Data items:
*** Block opens ***
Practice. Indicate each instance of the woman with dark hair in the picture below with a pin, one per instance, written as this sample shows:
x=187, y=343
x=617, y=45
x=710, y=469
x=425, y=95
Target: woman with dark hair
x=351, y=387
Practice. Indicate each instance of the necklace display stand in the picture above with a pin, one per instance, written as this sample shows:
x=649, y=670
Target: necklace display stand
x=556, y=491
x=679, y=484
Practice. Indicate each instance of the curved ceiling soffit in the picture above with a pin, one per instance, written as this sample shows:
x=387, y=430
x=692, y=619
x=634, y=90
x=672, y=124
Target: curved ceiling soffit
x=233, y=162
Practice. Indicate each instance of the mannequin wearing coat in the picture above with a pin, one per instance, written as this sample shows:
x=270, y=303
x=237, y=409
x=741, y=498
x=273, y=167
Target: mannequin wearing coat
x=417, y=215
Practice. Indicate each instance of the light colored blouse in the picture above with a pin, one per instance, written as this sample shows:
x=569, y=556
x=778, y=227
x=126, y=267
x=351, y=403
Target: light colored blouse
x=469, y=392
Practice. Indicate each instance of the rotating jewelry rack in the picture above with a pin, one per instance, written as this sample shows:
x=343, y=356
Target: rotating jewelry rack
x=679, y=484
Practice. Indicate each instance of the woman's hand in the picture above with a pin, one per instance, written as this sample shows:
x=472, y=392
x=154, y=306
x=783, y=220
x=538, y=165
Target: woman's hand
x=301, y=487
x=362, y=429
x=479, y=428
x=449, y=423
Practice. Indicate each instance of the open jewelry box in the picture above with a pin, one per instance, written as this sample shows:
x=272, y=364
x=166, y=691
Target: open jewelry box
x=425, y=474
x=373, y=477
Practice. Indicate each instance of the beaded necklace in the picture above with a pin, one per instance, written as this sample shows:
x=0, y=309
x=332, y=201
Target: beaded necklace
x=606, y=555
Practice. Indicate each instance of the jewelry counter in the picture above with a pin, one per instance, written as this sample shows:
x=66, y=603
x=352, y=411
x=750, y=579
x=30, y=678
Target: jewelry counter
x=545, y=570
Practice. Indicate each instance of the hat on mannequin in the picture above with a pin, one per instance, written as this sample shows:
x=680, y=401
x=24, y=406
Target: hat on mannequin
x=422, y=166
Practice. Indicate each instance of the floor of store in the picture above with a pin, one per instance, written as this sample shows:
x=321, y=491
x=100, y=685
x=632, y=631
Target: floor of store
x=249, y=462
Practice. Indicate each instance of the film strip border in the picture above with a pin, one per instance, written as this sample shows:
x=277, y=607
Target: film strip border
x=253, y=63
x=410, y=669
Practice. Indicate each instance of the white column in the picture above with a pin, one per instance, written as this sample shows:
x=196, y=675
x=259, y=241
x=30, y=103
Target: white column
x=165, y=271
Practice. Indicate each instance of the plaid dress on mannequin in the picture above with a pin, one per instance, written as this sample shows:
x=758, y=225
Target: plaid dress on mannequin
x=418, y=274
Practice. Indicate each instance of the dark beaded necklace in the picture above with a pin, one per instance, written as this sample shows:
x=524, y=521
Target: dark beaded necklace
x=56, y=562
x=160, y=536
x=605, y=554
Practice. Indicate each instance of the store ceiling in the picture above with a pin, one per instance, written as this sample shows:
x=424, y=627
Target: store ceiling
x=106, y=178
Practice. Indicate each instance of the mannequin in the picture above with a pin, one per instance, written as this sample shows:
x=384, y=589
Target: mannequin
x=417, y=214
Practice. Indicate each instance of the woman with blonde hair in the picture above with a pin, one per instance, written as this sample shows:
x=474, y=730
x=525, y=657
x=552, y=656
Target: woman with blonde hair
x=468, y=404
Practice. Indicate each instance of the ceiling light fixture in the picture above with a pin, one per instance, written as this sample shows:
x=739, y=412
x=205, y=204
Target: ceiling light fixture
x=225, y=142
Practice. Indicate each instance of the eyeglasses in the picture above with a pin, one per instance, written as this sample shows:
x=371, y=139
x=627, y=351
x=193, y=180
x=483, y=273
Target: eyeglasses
*** Block closes ***
- Task goal:
In full and without error, restate the data.

- Written response:
Practice. Indicate each instance of the woman with dark hair in the picture below with a pin, one per instance, written as this sample shows:
x=187, y=343
x=617, y=45
x=710, y=469
x=425, y=95
Target: woman with dark hair
x=351, y=387
Practice. Indicate each instance of the necklace display stand in the picture above with a pin, one per instance, written as this sample shows:
x=649, y=670
Target: necklace display stand
x=556, y=491
x=679, y=484
Practice. Indicate each instance of the curved ceiling soffit in the picture above with a pin, one per instance, written as this sample shows:
x=387, y=430
x=692, y=619
x=634, y=90
x=672, y=124
Target: curved ceiling soffit
x=233, y=162
Practice. Indicate each instance of the mannequin wearing coat in the picture above with a pin, one per instance, written as this sample shows:
x=270, y=303
x=237, y=409
x=741, y=498
x=273, y=167
Target: mannequin wearing coat
x=417, y=215
Practice. Indicate each instance of the light colored blouse in the picture above with a pin, one per instance, written as this sample shows:
x=569, y=556
x=778, y=227
x=126, y=267
x=351, y=403
Target: light colored blouse
x=469, y=392
Practice. Indicate each instance of the rotating jewelry rack in the picture above with a pin, one per instance, written as this sample shows:
x=343, y=356
Target: rotating jewelry rack
x=679, y=484
Practice. Indicate each instance of the woman's hand in the picture above with a pin, one per instance, written as this sample shows:
x=472, y=392
x=154, y=306
x=783, y=220
x=538, y=165
Target: woman's hand
x=301, y=487
x=362, y=429
x=479, y=428
x=449, y=423
Practice. Indicate each instance of the open jewelry box in the picture above with a pin, one per instance, written as this sample shows:
x=272, y=364
x=166, y=691
Target: open jewelry box
x=425, y=474
x=373, y=477
Practice. Indicate each instance of the beaded necklace in the picture above with a pin, one per instance, written as this sample shows:
x=0, y=309
x=332, y=201
Target: beaded necklace
x=606, y=555
Practice. Indicate each instance of the jewelry counter in the picture above with a pin, one per instance, written as this sample shows:
x=66, y=603
x=352, y=411
x=750, y=579
x=30, y=678
Target: jewelry counter
x=545, y=570
Practice. Indicate each instance of the hat on mannequin in the picture above with a pin, one per instance, written as this sample shows:
x=680, y=401
x=24, y=406
Target: hat on mannequin
x=422, y=166
Practice. Indicate each instance of the floor of store in the picture above with a pin, one per instance, written as this sample shows:
x=321, y=491
x=100, y=685
x=632, y=631
Target: floor of store
x=249, y=462
Practice. Indicate each instance of the film strip border in the picture above with a pin, one per instance, written as this sample shows:
x=277, y=607
Target: film strip border
x=253, y=63
x=410, y=669
Practice. Indicate each instance of the white column in the picture above with a pin, one per instance, written as this sample shows:
x=196, y=675
x=259, y=241
x=30, y=103
Target: white column
x=165, y=271
Practice. Indicate each instance of the plaid dress on mannequin in the picture above with a pin, one per instance, written as this sample shows:
x=758, y=225
Target: plaid dress on mannequin
x=418, y=274
Practice. Indicate each instance of the dark beaded necklace in the picture above with a pin, one per instance, written as this sample shows:
x=524, y=521
Target: dark beaded necklace
x=56, y=562
x=160, y=536
x=605, y=554
Practice. Indicate each instance of the store ceiling in the picture above with a pin, one per instance, written as this sample shows:
x=424, y=627
Target: store ceiling
x=106, y=178
Practice. Indicate each instance of the mannequin in the picture above with a pin, one per instance, written as this sample shows:
x=384, y=589
Target: mannequin
x=417, y=214
Practice. Indicate each instance of the woman with blonde hair in the picture above with a pin, one per instance, written as this sample shows:
x=474, y=730
x=525, y=657
x=552, y=656
Target: woman with blonde hair
x=468, y=404
Practice. Indicate each instance of the ceiling light fixture in the picture above with a pin, one per instance, written as this sample shows:
x=739, y=412
x=205, y=204
Target: ceiling light fixture
x=225, y=142
Practice. Indicate each instance of the eyeglasses in the picture above with a pin, one per instance, written as this sample shows:
x=371, y=139
x=627, y=351
x=193, y=180
x=483, y=273
Target: eyeglasses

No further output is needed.